== RECORDS FOR PROCESSING ==
··········

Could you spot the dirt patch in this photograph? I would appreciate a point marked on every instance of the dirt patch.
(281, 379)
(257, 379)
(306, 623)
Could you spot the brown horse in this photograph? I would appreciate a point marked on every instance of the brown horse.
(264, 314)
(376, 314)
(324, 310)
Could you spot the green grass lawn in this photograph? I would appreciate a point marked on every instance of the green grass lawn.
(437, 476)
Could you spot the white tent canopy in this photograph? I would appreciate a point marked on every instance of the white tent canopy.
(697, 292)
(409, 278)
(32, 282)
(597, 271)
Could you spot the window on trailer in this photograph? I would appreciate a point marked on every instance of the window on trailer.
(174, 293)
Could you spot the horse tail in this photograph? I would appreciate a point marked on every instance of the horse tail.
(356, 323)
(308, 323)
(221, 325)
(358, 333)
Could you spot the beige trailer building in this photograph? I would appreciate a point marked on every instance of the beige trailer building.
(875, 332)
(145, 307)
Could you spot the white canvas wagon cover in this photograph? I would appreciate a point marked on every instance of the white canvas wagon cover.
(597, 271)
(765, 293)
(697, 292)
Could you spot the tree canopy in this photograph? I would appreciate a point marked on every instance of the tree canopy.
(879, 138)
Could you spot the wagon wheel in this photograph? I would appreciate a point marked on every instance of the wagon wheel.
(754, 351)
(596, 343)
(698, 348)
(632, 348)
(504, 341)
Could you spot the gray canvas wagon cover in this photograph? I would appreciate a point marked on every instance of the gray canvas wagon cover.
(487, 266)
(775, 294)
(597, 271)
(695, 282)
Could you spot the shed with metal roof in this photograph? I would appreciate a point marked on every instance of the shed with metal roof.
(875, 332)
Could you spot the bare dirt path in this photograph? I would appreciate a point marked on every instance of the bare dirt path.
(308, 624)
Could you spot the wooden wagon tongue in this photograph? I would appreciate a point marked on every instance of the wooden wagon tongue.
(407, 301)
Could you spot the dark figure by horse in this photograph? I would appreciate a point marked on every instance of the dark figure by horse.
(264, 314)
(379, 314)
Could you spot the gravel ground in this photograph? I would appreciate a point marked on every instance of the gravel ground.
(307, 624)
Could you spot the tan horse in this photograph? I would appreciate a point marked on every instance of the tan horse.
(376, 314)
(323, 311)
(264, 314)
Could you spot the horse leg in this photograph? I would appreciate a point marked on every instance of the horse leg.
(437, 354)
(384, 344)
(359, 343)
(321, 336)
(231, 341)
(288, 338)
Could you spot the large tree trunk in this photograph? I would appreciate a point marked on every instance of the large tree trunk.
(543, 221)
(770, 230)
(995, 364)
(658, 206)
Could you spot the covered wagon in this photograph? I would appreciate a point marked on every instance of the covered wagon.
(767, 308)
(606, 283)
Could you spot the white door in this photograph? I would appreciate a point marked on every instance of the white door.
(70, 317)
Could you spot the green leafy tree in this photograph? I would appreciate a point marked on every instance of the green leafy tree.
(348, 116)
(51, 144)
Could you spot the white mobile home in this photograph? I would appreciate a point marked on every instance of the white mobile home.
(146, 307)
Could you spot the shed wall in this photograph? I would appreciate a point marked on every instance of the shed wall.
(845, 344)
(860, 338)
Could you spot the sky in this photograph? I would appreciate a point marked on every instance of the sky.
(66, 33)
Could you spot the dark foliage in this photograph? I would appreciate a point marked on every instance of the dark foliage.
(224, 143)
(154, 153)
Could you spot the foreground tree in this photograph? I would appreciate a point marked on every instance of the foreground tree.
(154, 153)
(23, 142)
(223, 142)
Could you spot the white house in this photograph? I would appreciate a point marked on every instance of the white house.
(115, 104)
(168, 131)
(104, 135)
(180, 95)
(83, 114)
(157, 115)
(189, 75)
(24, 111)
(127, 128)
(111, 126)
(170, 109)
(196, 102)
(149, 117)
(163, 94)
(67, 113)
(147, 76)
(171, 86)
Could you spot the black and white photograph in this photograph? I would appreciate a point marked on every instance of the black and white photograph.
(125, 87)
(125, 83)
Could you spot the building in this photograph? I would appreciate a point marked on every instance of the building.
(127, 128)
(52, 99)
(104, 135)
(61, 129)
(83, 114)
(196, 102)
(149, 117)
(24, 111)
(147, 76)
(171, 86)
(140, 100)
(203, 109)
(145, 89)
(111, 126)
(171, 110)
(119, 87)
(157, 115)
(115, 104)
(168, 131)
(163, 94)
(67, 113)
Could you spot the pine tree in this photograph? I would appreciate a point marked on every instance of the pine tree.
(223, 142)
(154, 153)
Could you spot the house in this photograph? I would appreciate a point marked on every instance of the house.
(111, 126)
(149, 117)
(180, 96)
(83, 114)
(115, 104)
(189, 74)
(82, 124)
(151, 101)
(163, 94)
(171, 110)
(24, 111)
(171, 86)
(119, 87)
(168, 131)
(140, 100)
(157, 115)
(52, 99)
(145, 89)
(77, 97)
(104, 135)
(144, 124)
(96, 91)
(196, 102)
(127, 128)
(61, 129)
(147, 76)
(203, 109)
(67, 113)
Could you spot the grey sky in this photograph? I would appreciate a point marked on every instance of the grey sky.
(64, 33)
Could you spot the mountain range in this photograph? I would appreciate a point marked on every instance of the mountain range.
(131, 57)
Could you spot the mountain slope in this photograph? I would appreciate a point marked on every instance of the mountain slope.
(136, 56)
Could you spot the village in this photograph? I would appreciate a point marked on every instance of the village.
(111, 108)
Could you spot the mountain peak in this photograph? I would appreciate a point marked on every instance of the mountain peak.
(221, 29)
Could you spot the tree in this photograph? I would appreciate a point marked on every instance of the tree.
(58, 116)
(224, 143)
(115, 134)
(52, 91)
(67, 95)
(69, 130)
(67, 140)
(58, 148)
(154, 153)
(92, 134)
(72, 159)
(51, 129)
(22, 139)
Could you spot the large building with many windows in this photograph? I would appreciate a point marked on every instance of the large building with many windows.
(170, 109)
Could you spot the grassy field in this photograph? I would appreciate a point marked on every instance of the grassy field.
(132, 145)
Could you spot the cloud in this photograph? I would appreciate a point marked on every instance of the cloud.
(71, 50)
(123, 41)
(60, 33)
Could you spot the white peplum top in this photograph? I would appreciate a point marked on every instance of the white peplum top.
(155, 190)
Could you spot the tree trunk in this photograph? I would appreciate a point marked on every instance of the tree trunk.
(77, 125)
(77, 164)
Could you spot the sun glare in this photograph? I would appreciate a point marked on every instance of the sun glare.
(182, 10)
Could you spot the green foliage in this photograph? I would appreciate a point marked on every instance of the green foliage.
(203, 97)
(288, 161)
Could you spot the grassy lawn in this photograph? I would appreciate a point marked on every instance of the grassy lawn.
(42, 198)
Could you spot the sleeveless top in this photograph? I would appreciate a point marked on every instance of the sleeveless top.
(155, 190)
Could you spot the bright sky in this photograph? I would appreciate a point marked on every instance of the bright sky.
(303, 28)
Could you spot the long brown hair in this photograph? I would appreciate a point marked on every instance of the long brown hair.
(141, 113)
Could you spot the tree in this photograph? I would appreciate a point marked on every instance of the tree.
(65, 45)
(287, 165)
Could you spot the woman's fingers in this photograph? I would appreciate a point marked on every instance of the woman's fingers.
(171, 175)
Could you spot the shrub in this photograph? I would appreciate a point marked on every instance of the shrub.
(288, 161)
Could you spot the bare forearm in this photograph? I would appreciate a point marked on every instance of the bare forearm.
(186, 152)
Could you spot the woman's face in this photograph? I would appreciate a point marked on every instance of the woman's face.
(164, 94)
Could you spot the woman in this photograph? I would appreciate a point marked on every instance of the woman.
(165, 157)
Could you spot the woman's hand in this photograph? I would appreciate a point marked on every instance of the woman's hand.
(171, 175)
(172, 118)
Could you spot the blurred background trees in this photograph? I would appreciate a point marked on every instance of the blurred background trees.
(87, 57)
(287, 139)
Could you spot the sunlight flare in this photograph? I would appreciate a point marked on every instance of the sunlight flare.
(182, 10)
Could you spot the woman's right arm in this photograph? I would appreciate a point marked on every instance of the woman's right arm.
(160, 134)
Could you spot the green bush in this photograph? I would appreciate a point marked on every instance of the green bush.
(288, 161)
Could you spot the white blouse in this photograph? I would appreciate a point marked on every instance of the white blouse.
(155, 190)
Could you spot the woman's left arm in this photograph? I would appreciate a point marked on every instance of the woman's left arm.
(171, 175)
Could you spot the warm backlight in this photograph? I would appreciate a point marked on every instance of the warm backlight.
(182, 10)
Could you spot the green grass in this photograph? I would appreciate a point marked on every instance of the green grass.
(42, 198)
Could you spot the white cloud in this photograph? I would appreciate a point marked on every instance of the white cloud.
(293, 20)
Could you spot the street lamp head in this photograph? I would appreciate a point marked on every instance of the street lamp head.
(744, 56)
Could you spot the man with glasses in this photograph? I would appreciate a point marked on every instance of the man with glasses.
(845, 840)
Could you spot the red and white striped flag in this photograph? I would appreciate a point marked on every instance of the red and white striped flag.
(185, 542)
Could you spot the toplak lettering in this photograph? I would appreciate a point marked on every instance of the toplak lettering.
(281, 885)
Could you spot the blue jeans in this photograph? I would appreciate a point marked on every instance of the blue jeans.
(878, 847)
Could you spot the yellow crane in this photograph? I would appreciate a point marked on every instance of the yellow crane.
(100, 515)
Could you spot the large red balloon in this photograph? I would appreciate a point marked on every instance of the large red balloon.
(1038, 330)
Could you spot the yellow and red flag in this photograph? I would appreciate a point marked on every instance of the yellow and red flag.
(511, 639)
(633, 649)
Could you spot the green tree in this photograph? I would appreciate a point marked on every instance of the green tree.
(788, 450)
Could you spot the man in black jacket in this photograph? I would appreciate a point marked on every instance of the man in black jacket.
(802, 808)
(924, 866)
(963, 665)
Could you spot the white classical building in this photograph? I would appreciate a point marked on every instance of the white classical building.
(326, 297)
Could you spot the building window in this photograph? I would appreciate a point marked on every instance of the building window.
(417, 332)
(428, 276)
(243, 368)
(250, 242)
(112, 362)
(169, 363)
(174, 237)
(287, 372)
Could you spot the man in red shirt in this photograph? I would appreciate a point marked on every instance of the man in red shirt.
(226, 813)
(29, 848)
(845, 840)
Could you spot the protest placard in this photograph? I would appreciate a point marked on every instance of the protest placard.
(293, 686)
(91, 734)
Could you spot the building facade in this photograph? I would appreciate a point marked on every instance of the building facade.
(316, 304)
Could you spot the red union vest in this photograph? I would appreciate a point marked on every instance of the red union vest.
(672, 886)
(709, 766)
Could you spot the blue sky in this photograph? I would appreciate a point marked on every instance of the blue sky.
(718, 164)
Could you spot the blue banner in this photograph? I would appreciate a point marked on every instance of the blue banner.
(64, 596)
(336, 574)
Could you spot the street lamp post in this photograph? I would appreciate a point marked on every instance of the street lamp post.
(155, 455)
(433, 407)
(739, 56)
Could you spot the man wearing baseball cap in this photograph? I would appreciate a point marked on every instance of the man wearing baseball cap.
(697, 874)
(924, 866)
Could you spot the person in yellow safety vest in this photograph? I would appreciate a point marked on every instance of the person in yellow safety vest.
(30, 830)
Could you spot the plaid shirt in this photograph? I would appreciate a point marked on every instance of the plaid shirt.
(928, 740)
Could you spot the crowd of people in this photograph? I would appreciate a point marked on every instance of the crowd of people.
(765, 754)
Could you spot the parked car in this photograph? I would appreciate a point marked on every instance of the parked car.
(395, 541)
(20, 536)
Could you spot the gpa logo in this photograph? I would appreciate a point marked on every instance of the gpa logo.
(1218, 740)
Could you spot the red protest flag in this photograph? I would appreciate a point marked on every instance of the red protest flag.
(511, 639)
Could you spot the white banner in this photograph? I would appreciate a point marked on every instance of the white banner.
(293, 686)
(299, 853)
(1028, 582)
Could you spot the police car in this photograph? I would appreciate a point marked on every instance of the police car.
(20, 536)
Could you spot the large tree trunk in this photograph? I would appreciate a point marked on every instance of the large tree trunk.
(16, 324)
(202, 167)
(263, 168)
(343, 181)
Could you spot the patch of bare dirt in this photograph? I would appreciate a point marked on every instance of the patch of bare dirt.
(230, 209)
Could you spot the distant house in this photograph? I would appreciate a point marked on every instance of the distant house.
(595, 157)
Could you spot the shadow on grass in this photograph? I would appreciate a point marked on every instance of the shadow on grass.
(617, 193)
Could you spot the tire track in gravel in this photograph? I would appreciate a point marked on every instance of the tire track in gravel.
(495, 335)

··········

== DO THIS ==
Please recast the records as a JSON list of strings, from the line containing "Could you spot the patch" through the last line of the records, both ends included. Give one string per line and leave out blank lines.

== WRITTEN ANSWER ==
[
  "Could you spot the patch of bare dirt in this photograph? I would appreciate a point marked on every instance of the patch of bare dirt.",
  "(230, 209)",
  "Could you spot the distant house in this photograph? I would appreciate a point marked on every instance of the distant house.",
  "(595, 157)",
  "Could you spot the shadow on grass in this photograph? I would appreciate a point marked on every instance of the shadow on grass.",
  "(617, 193)",
  "Could you spot the tire track in gravel in this photograph? I would appreciate a point marked on every instance of the tire track in gravel.",
  "(495, 335)"
]